Every word of the data must be reproduced in your reply exactly.

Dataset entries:

......

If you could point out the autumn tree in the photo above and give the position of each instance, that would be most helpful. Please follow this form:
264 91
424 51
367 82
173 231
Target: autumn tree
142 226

......

-- EXPECTED ANSWER --
If you could point out the autumn tree in the photo above and give the position of each instance, that would be most helpful. Please follow this form:
264 91
424 51
367 82
173 231
Target: autumn tree
142 226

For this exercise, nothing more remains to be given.